**** Sezione del documento
Siamo abituati a immaginare che una volta assunto, un medicinale sparisca. Ma la crisi ambientale ci sta ricordando invece la regola chimica più semplice e antica: nulla si crea e soprattutto nulla si distrugge. Alcune delle scorie invisibili che produciamo si nascondono nell’aria, come l’anidride carbonica. Altre nel suolo, altre ancora in acqua. I medicinali vengono metabolizzati, eliminati, viaggiano nelle fogne e da lì in mare.
Niente allarmismi: parliamo di livelli che non sono tossicologicamente preoccupanti per gli umani. Sono preoccupanti invece per gli organismi che in mare ci vivono, esposti a queste sostanze che ritroviamo assemblate in miscele imprevedibili: certi medicinali non andrebbero mai presi insieme, ma in mare ci finiscono tutti.
Le conseguenze sull’ambiente si stanno studiando. «Per ora sono più le cose che non sappiamo di quelle che sappiamo. Ma abbiamo visto che l’acidificazione altera gli effetti che una sostanza può avere su organismi marini», spiega Francesco Regoli, direttore del Dipartimento di Scienze della Vita e dell’Ambiente dell’Università delle Marche. L’acidificazione causata dal riscaldamento climatico avviene quando l’acqua del mare reagisce alla CO2 assorbita producendo più sostanze chimiche acidificanti e meno minerali necessari alla sopravvivenza degli organismi marini: questo processo può amplificare gli effetti sia degli inquinanti che dell’acidificazione stessa.
L’Università delle Marche coordina un programma del Pnrr per studiare la questione e capire il rischio di questi e altri contaminanti emergenti nel Mediterraneo. Al momento infatti queste sostanze non sono incluse nei programmi di monitoraggio. Una località si può veder assegnare la “bandiera blu” e in realtà essere piena di carbamazepina: «È un antiepilettico usato come antidepressivo: noi lo troviamo in oltre il 90% dei campioni che analizziamo”, dice Regoli.
********
### Consegne dell'esercizio
1/ Nel testo sui medicinali in mare, in quale percentuale dei campioni analizzati viene trovata la carbamazepina?
2/ Ricopia dal testo sui medicinali in mare il passo che comincia con "Siamo abituati a" e prosegue fino a "lì in mare.".
Le righe non hanno alcun ruolo in questo lavoro.
**** Righe elencate
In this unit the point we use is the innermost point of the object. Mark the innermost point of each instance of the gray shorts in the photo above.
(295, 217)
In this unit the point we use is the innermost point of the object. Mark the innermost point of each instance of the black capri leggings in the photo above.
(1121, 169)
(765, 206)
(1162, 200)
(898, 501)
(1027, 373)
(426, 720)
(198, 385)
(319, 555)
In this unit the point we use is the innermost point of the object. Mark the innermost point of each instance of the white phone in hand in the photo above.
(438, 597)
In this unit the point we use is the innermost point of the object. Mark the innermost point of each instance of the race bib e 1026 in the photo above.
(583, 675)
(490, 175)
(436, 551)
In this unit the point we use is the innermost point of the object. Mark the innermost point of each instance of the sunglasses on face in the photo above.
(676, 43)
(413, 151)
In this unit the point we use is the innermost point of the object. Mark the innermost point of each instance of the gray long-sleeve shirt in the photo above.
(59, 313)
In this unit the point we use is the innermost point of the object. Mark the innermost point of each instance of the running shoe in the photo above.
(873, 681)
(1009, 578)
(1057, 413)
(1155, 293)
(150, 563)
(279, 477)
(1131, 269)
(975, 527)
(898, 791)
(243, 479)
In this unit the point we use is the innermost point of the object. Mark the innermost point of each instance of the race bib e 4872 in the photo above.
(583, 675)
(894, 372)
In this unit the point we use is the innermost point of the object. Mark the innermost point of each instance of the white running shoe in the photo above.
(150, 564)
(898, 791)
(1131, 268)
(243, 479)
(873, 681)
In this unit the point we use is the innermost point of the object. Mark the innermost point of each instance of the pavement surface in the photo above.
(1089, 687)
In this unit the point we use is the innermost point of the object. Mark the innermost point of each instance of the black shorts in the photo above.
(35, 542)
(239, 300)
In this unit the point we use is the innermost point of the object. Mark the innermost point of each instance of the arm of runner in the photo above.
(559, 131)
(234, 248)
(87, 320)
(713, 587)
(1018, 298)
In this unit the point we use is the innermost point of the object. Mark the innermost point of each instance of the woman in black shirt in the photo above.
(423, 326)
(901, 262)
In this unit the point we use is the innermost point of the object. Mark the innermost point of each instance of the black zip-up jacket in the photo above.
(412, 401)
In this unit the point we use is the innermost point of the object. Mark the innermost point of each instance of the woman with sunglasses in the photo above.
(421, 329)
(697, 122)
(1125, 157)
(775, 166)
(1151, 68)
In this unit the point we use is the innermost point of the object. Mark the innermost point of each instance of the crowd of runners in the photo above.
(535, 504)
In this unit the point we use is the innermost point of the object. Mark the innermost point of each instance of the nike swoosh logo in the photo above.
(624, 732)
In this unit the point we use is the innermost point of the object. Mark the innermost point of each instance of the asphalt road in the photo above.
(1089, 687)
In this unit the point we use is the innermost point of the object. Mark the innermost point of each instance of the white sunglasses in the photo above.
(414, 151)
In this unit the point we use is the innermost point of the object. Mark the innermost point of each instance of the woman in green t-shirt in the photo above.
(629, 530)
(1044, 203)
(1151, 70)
********
### Risposte per consegna
1/ In oltre il 90% dei campioni.

2/
Siamo abituati a immaginare che una volta assunto, un medicinale sparisca. Ma la crisi ambientale ci sta ricordando invece la regola chimica più semplice e antica: nulla si crea e soprattutto nulla si distrugge. Alcune delle scorie invisibili che produciamo si nascondono nell’aria, come l’anidride carbonica. Altre nel suolo, altre ancora in acqua. I medicinali vengono metabolizzati, eliminati, viaggiano nelle fogne e da lì in mare.